• What needs to be done
Whenever a line below includes the word "sticky", copy that line.
........
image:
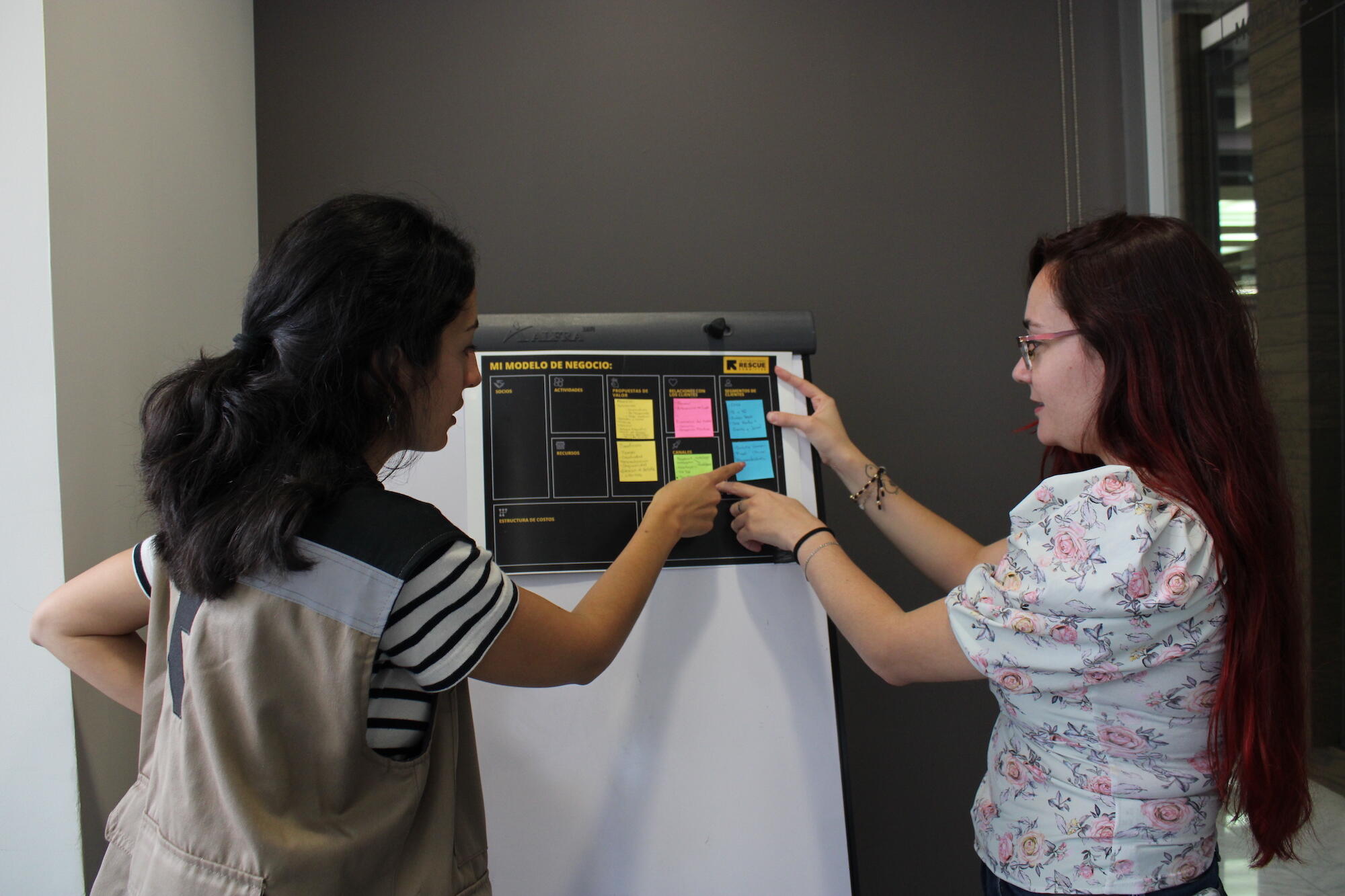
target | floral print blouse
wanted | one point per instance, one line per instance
(1101, 634)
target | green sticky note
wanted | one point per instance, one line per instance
(687, 466)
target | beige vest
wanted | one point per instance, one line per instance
(264, 783)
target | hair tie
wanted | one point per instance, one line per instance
(249, 345)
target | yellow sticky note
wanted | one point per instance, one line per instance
(634, 417)
(637, 462)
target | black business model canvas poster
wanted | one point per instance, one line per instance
(575, 446)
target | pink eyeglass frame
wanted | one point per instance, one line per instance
(1024, 342)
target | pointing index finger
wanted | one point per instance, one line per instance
(798, 382)
(723, 474)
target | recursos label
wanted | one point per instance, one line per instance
(747, 365)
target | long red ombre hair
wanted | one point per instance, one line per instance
(1183, 405)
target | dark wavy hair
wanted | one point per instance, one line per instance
(1183, 405)
(241, 447)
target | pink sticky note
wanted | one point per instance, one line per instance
(692, 417)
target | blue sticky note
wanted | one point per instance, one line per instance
(757, 455)
(747, 419)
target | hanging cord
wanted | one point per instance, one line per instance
(1065, 111)
(1074, 92)
(1070, 116)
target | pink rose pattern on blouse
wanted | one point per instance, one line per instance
(1101, 635)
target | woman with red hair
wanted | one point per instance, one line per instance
(1141, 624)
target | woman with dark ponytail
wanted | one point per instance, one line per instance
(306, 720)
(1141, 626)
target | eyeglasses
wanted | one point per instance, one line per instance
(1028, 345)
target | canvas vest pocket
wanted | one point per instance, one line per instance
(159, 868)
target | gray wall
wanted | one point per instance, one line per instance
(886, 165)
(153, 162)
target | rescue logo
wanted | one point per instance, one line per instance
(747, 365)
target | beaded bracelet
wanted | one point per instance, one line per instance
(876, 479)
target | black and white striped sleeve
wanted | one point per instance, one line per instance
(143, 561)
(449, 615)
........
• Completed task
target | green sticky note
target | yellow sticky note
target | pink sticky note
target | blue sticky note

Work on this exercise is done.